## WHAT THIS EXERCISE ASKS
1. Name every person mentioned in the mailing list reply about extracting code values from PDF.
2. In the mailing list reply about extracting code values from PDF, what does the writer say the Unicode number of a character can tell us?
3. Carry on the mailing list reply about extracting code values from PDF from the point where it stops.

## TEXT PROVIDED
Re: extracting code values from PDF?

From: Jukka K. Korpela (jkorpela@cs.tut.fi)
Date: Thu Oct 26 2006 - 04:12:48 CST

  • Next message: Otto Stolz: "Re: extracting code values from PDF?"

    On Thu, 26 Oct 2006, Olaf Drümmer wrote:

    >> I have a PDF document including some non-roman characters I would
    >> like to obtain the code element value. Is there a tool able to do that?
    - -
    > Programmatically this in itself is not an easy task, and as far as I
    > know there is no good freeware/opensource implementation/code readily
    > available.

    A fully automatic method for bulk processing of characters in PDF
    documents, it's probably difficult indeed. But quite often, it's just a
    matter of knowing about a few characters, or individual characters. (Say,
    you are reading a standard in PDF format and you would very much like to
    know what it means by some dot- or comma-looking spot in some notation or
    transliteration scheme, in Unicode terms. This generally won't give an
    authoritative answer, since there is none, but at least knowing the
    Unicode number of the character tells us how the person who created the
    PDF file may have thought.)

## DATA FOR ANALYSIS
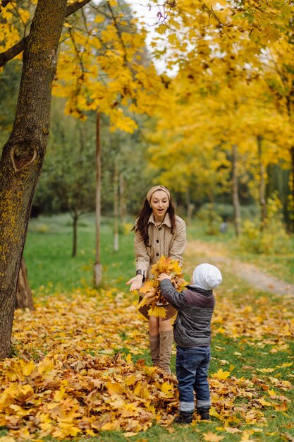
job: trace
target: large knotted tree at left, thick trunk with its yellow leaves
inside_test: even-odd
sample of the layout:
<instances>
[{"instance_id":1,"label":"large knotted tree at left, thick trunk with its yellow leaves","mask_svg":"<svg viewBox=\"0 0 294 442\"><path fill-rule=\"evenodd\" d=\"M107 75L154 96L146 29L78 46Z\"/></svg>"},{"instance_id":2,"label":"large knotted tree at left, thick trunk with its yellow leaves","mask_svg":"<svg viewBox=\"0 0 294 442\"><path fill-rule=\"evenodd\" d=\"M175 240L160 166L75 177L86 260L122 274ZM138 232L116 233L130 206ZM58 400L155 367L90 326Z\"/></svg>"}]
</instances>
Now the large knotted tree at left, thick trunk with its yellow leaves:
<instances>
[{"instance_id":1,"label":"large knotted tree at left, thick trunk with its yellow leaves","mask_svg":"<svg viewBox=\"0 0 294 442\"><path fill-rule=\"evenodd\" d=\"M6 356L10 348L20 260L49 134L51 88L59 38L66 17L88 2L59 0L58 4L53 4L39 0L20 7L15 1L1 1L0 66L20 56L23 49L24 53L16 119L0 162L0 357ZM140 108L145 112L150 106L150 100L145 100L145 88L152 85L152 75L146 76L142 63L137 63L135 73L132 71L136 57L141 58L143 40L135 35L134 26L131 36L121 31L118 21L124 18L119 13L116 16L115 6L116 1L107 2L109 12L101 32L90 25L87 30L87 22L84 23L87 34L73 32L73 24L66 23L55 91L62 95L62 88L66 90L71 113L80 115L99 109L111 116L114 126L132 131L135 124L128 116L124 117L123 107L130 104L128 97L132 97L130 111ZM99 9L96 16L99 16ZM104 52L99 52L101 47ZM98 76L103 72L99 83Z\"/></svg>"}]
</instances>

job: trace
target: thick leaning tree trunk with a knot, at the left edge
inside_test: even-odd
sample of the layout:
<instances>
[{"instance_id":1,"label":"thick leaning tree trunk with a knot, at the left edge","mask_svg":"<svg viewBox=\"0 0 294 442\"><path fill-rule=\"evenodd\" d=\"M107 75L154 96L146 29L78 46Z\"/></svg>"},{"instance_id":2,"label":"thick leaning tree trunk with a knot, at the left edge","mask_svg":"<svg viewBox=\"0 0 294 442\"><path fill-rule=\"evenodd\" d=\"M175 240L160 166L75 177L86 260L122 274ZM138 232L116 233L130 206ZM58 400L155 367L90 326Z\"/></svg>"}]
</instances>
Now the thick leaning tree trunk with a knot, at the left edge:
<instances>
[{"instance_id":1,"label":"thick leaning tree trunk with a knot, at the left edge","mask_svg":"<svg viewBox=\"0 0 294 442\"><path fill-rule=\"evenodd\" d=\"M0 357L11 347L16 286L49 135L51 85L66 0L39 0L23 54L16 118L0 161Z\"/></svg>"}]
</instances>

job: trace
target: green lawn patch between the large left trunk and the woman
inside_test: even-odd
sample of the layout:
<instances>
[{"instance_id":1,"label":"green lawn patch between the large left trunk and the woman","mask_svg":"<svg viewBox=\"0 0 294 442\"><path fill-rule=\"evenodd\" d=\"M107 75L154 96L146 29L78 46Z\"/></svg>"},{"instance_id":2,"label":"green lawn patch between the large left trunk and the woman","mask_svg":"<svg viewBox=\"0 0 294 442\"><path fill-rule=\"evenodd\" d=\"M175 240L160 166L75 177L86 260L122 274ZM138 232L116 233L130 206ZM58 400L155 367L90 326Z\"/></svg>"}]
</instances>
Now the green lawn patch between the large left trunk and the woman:
<instances>
[{"instance_id":1,"label":"green lawn patch between the large left trunk and the woman","mask_svg":"<svg viewBox=\"0 0 294 442\"><path fill-rule=\"evenodd\" d=\"M71 292L93 283L95 262L94 217L82 217L78 227L78 253L74 258L73 229L69 215L31 220L25 244L25 261L32 289L44 286L45 292ZM121 234L119 250L114 251L112 220L101 227L102 286L125 288L135 273L133 234Z\"/></svg>"}]
</instances>

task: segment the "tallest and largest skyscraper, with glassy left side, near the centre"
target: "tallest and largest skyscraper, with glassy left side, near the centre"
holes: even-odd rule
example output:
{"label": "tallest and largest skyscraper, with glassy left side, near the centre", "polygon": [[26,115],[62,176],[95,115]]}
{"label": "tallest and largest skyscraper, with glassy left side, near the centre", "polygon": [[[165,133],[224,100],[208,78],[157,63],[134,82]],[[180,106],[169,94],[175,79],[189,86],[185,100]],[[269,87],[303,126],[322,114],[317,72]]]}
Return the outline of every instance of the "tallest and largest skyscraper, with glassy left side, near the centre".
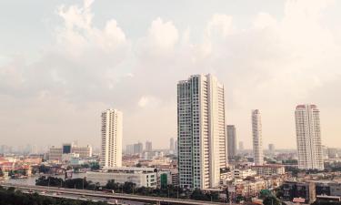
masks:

## RESPONSES PER TASK
1. Jukka K. Korpela, Otto Stolz, Olaf Drümmer

2. It tells us how the person who created the PDF file may have thought.

3.
    So here's some practical how-to advice for such simple things. (I sent
    this to Jefsey only by accident, when I meant to send to the list; sorry
    for the duplication, Jefsey.)

    On Windows, for example, you can select a piece of text (or even a single
    character) in Adobe Reader using the text select tool, copy it onto the
    clipboard, paste it in MS Word or WordPad, position the cursor after a
    character and press Alt-x. The character is then replaced by its Unicode
    code number. Press Alt-x again to have it turned back to the character.
    (If the preceding character is a hexadecimal digit, you need to insert
    temporarily e.g. a space before this restore operation.)

    This is of course clumsy for studying many characters, and there are
    surely better tools for such purposes, but this method requires no
    additional software.

    PDF protections may prevent copying, though, depending on how the document
    was created.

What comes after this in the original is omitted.